§ EXPLORE THE MATERIAL
**1)** Print everything in the currency market commentary from "This week, investors" down to "range of 137.8.".
**2)** According to the currency market commentary, in what range is the US dollar index consolidating?

§ PASSAGE SHOWN
______
Anger is growing at Beijing's zero-COVID strategy. With businesses closing and families being isolated in their homes for weeks, often with limited access to food and medicine, the situation has become critical and triggered China’s biggest protests in recent years.
After a deadly fire in an apartment building in Urumqi, protests have erupted across the country. With continuing zero-COVID policy, demonstrations, and new COVID-19 cases, the health of the Chinese economy becomes increasingly hard to predict, which in turn puts markets in the Asia-Pacific region under even greater pressure.
Meanwhile, the greenback has somewhat strengthened amid China’s COVID unrest and investors’ concerns over further strong rate hikes by the US Fed. Additional support comes from US Treasury yields. The US dollar index, tracking the price of the greenback against the basket of six major currencies, is consolidating in the range of 105.6–106.5.
Last week, the dollar sank significantly on the back of a national holiday celebration and the dovish FOMC Minutes.
This week, investors will focus on the speech of the Fed Chairman due on Wednesday as he may give some clues as to the future stance on monetary policy.
Jerome Powell has already warned that the regulator may continue hiking rates aggressively. So, the greenback may feel additional support from the Fed in the final days of November. Above all else, the dollar index as a safe-haven asset is strengthening amid protests in China, trading at 105.6 during the Asian session.
In the meantime, the Japanese yen is trading lower against the dollar. Currently, the quote is moving down in the range of 137.8.
Meanwhile, expectations of a less hawkish Fed provide support for the yen, especially following the statement of Haruhiko Kuroda, the governor of the Bank of Japan, who said today that there was still no need in reviewing the central bank’s policy.
On Monday, with an increase in risk aversion, the yen is going down against the US dollar in the price corridor of 137.5–139.5. Should the quote fall below 138, it may then drop to 135.8–135.6. Alternatively, the bulls may attempt to push the price above the barrier of 140.
RBA Governor Philip Lowe also commented on the situation in the market and signaled a flexible approach to monetary policy, even despite a fall in retail sales figures in October.
This month, the RBA raised interest rates by 0.25%, less than expected. And there is now growing speculation in the market that the bank will again be dovish in December. In this light, the measures of the Reserve Bank of Australia aimed at strengthening the national currency do not seem to be very effective.
In the meantime, the Aussie dollar is feeling pressure from the stronger US dollar and China’s unrest. Additional pressure comes from oil prices that trade at their 2022 low today.
Earlier on Monday, the Australian dollar tumbled to 0.6710. During the Asian session, the AUD/USD pair is still moving down between 0.6754 resistance and 0.6665 support.
The bears are trying to regain control over the market with the price hovering near the key support level of 0.6690. The Aussie dollar is about to fall steeply. However, if the currency consolidates above the psychological level of 0.6775, it may then quickly return to the monthly high of 0.6800 with the target seen at around the September high of 0.6915.
As we can see the situation in the market changes fast and largely depends on the news stream. This trading week is going to be busy and marked with numerous macro releases in the United States and the eurozone.
Have a nice and productive trading week. See you in our next videos.
______
§ DATA EXTRACT
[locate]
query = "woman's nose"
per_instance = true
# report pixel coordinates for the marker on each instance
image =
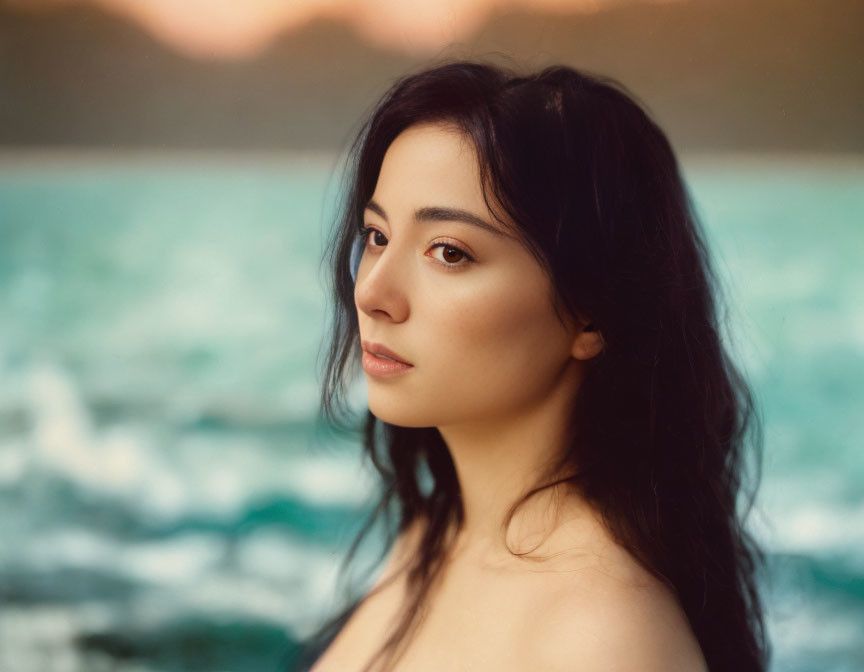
(382, 283)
______
§ ANSWERS TO THE EXERCISES
**1)**
This week, investors will focus on the speech of the Fed Chairman due on Wednesday as he may give some clues as to the future stance on monetary policy.
Jerome Powell has already warned that the regulator may continue hiking rates aggressively. So, the greenback may feel additional support from the Fed in the final days of November. Above all else, the dollar index as a safe-haven asset is strengthening amid protests in China, trading at 105.6 during the Asian session.
In the meantime, the Japanese yen is trading lower against the dollar. Currently, the quote is moving down in the range of 137.8.

**2)** 105.6–106.5